» Extracted text:

-- Start --

Inequities are not accidental. They are the modern iterations of the same redlining that shaped my childhood. Leading a statewide nonprofit means refusing to let inequities be sanitized by government administrations or corporate jargon. It means demanding that our systems recognize health as a fundamental human right, not a luxury reserved for the privileged.

The Reality of the Room

That sense of responsibility travels with me. Often, I find myself in UNSAFE spaces, being the only Black woman in the room or at the table. Sometimes I see the surprise on people’s faces. The room may fall noticeably silent. I can feel an unspoken requirement to, yet again, prove why I’m included in the discussion, or to defend my knowledge.

Earlier in my career, I interpreted those moments to mean I needed to study and learn more. Over time, I noticed something else: I kept getting invited back. The silence may have been absorbing the shock of a new perspective entering the room. Now I intentionally look for opportunities to offer alternate viewpoints and include experiences outside of the status quo – those rarely requested.

The Trifecta of Leadership: Giving, Asking, and Owning

Through this journey, I have come to understand that leadership is sustained by a delicate, powerful trifecta: what we give, what we ask, and what we own.

Giving comes naturally to Black women: we have historically poured out labor, our wisdom, and our emotional bandwidth to keep communities afloat. But I have learned that giving must be intentional, not sacrificial.

Asking is where the friction often lies. Society expects us to be resilient and silent, but true stewardship requires asking for what our communities actually need – demanding resources, capital,and institutional changes without apology.

-- End --

» The request:
Answer these questions about the leadership essay above:
(a) Earlier in the writer's career, how were the moments of silence in the room interpreted?
(b) What three things make up the trifecta that sustains leadership?
(c) According to the essay, what must giving be instead of sacrificial?

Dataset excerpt
-- Start --

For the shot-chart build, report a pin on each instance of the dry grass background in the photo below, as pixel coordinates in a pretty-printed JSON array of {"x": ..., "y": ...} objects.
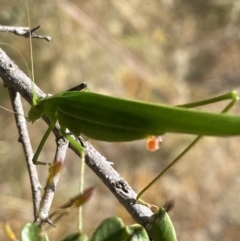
[{"x": 167, "y": 51}]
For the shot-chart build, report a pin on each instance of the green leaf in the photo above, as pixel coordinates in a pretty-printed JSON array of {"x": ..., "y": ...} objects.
[
  {"x": 161, "y": 227},
  {"x": 76, "y": 237},
  {"x": 110, "y": 229},
  {"x": 32, "y": 232},
  {"x": 136, "y": 232}
]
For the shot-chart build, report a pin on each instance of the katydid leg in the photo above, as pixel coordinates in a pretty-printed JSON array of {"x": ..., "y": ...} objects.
[
  {"x": 39, "y": 149},
  {"x": 81, "y": 152}
]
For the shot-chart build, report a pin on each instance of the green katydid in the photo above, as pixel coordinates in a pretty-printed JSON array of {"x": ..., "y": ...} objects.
[{"x": 111, "y": 119}]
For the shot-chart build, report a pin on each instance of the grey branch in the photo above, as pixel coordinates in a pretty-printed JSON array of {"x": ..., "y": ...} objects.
[
  {"x": 24, "y": 31},
  {"x": 14, "y": 77},
  {"x": 25, "y": 140}
]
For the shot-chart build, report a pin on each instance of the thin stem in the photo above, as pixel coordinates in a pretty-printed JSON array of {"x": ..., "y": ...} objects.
[{"x": 25, "y": 140}]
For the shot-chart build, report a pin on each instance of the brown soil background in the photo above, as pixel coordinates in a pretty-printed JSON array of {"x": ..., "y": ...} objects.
[{"x": 167, "y": 51}]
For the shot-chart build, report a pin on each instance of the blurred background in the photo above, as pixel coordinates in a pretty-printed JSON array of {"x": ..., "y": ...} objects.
[{"x": 169, "y": 51}]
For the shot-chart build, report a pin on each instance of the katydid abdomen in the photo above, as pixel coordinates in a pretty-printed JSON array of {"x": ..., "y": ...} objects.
[{"x": 113, "y": 119}]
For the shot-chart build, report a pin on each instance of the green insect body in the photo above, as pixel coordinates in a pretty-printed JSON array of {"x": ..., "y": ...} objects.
[{"x": 113, "y": 119}]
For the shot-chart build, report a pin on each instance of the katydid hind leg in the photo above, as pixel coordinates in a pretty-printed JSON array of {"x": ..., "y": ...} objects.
[
  {"x": 39, "y": 149},
  {"x": 81, "y": 152}
]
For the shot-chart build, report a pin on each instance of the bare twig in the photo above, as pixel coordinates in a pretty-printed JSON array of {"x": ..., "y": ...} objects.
[
  {"x": 14, "y": 77},
  {"x": 25, "y": 140},
  {"x": 24, "y": 31}
]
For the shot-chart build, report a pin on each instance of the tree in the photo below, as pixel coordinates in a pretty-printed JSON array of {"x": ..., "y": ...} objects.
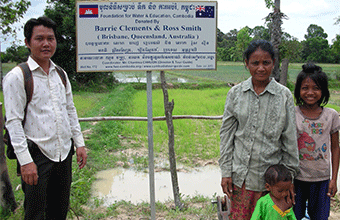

-- End --

» Output for this exercise:
(a) As a sign of needing to study and learn more.
(b) What we give, what we ask, and what we own.
(c) Intentional.